▶ **AUFGABE**
Skaliere in den Zeilen vom Anfang der Daten bis einschließlich der Zeile mit „top-left (475, 315), bottom-right (513, 389)“ die Koordinaten in den Antworten, indem du sie mit 2,25 multiplizierst und auf ganze Zahlen rundest, Hälften aufwärts. Gib nur diese Zeilen ohne die Bilder wieder und lass alles außer diesen Koordinaten unverändert.

▶ **ZU BEARBEITENDE DATEN**
——
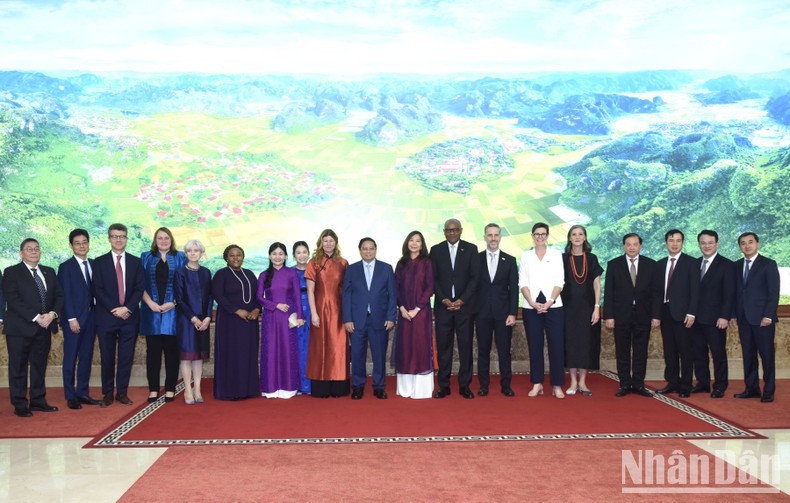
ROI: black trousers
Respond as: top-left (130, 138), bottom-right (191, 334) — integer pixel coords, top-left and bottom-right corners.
top-left (6, 330), bottom-right (54, 409)
top-left (614, 319), bottom-right (650, 388)
top-left (145, 335), bottom-right (181, 393)
top-left (691, 323), bottom-right (729, 391)
top-left (435, 306), bottom-right (473, 389)
top-left (661, 304), bottom-right (694, 392)
top-left (475, 315), bottom-right (513, 389)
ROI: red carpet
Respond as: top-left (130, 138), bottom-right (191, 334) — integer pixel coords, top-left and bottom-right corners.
top-left (89, 374), bottom-right (754, 446)
top-left (0, 387), bottom-right (148, 438)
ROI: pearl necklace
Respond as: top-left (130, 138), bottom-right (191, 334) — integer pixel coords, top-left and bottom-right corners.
top-left (228, 267), bottom-right (252, 304)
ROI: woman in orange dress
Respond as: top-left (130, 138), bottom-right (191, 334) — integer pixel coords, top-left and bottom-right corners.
top-left (304, 229), bottom-right (351, 398)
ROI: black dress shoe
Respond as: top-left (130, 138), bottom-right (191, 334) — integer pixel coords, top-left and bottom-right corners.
top-left (30, 402), bottom-right (58, 412)
top-left (631, 386), bottom-right (653, 397)
top-left (691, 384), bottom-right (710, 393)
top-left (433, 388), bottom-right (450, 398)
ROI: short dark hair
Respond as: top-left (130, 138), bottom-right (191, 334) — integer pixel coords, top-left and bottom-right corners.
top-left (19, 238), bottom-right (38, 251)
top-left (69, 229), bottom-right (91, 244)
top-left (623, 232), bottom-right (642, 245)
top-left (738, 231), bottom-right (760, 245)
top-left (359, 237), bottom-right (379, 250)
top-left (664, 229), bottom-right (686, 243)
top-left (532, 222), bottom-right (549, 234)
top-left (107, 223), bottom-right (129, 237)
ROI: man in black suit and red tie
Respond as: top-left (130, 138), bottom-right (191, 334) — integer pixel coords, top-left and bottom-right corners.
top-left (730, 232), bottom-right (779, 403)
top-left (58, 229), bottom-right (99, 409)
top-left (603, 233), bottom-right (659, 397)
top-left (475, 223), bottom-right (519, 396)
top-left (93, 224), bottom-right (145, 407)
top-left (430, 218), bottom-right (480, 398)
top-left (3, 238), bottom-right (63, 417)
top-left (691, 229), bottom-right (735, 398)
top-left (653, 229), bottom-right (699, 398)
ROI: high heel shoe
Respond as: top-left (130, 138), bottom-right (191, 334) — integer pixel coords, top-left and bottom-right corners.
top-left (527, 384), bottom-right (543, 397)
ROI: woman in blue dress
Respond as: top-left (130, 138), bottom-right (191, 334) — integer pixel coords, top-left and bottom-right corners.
top-left (140, 227), bottom-right (187, 402)
top-left (175, 239), bottom-right (214, 405)
top-left (292, 241), bottom-right (310, 395)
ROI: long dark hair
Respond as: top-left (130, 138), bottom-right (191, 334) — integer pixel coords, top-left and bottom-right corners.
top-left (398, 231), bottom-right (428, 266)
top-left (263, 241), bottom-right (288, 288)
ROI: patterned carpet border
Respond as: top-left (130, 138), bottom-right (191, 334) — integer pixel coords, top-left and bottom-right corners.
top-left (91, 370), bottom-right (761, 447)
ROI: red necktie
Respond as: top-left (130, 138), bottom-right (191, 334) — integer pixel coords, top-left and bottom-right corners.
top-left (115, 255), bottom-right (126, 306)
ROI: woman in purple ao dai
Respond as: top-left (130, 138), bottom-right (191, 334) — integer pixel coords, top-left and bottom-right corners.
top-left (258, 243), bottom-right (304, 398)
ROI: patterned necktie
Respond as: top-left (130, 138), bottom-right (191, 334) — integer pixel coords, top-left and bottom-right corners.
top-left (31, 267), bottom-right (47, 313)
top-left (664, 258), bottom-right (677, 302)
top-left (115, 255), bottom-right (126, 306)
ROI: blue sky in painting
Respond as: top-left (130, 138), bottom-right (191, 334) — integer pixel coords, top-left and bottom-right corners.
top-left (0, 0), bottom-right (790, 76)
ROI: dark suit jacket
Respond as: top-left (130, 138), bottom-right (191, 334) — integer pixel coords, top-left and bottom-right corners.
top-left (58, 257), bottom-right (94, 327)
top-left (343, 259), bottom-right (397, 329)
top-left (476, 249), bottom-right (519, 321)
top-left (93, 251), bottom-right (145, 331)
top-left (3, 262), bottom-right (63, 337)
top-left (696, 254), bottom-right (735, 325)
top-left (653, 253), bottom-right (699, 321)
top-left (603, 255), bottom-right (661, 326)
top-left (734, 255), bottom-right (779, 325)
top-left (430, 239), bottom-right (480, 312)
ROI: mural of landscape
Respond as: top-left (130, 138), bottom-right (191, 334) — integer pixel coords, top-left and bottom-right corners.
top-left (0, 1), bottom-right (790, 294)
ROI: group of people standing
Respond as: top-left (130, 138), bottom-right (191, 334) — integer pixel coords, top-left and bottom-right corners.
top-left (0, 219), bottom-right (779, 417)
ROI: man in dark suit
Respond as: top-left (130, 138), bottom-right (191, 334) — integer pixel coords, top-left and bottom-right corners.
top-left (93, 224), bottom-right (145, 407)
top-left (3, 238), bottom-right (63, 417)
top-left (691, 229), bottom-right (735, 398)
top-left (58, 229), bottom-right (99, 409)
top-left (430, 218), bottom-right (480, 398)
top-left (603, 233), bottom-right (658, 397)
top-left (475, 223), bottom-right (519, 396)
top-left (653, 229), bottom-right (699, 398)
top-left (343, 237), bottom-right (397, 400)
top-left (730, 232), bottom-right (779, 402)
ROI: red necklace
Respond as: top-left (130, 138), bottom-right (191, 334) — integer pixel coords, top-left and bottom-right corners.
top-left (570, 252), bottom-right (587, 285)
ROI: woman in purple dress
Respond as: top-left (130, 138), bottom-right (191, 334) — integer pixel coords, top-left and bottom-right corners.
top-left (393, 231), bottom-right (440, 398)
top-left (258, 243), bottom-right (304, 398)
top-left (293, 241), bottom-right (310, 395)
top-left (211, 245), bottom-right (261, 400)
top-left (175, 239), bottom-right (214, 405)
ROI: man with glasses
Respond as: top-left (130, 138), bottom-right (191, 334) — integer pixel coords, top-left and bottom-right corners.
top-left (93, 224), bottom-right (145, 407)
top-left (3, 238), bottom-right (63, 417)
top-left (430, 218), bottom-right (480, 398)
——
▶ **LÖSUNG**
ROI: black trousers
Respond as: top-left (130, 138), bottom-right (191, 334) — integer pixel coords, top-left and bottom-right corners.
top-left (14, 743), bottom-right (122, 920)
top-left (1382, 718), bottom-right (1463, 873)
top-left (326, 754), bottom-right (407, 884)
top-left (1555, 727), bottom-right (1640, 880)
top-left (979, 689), bottom-right (1064, 875)
top-left (1487, 684), bottom-right (1562, 882)
top-left (1069, 709), bottom-right (1154, 875)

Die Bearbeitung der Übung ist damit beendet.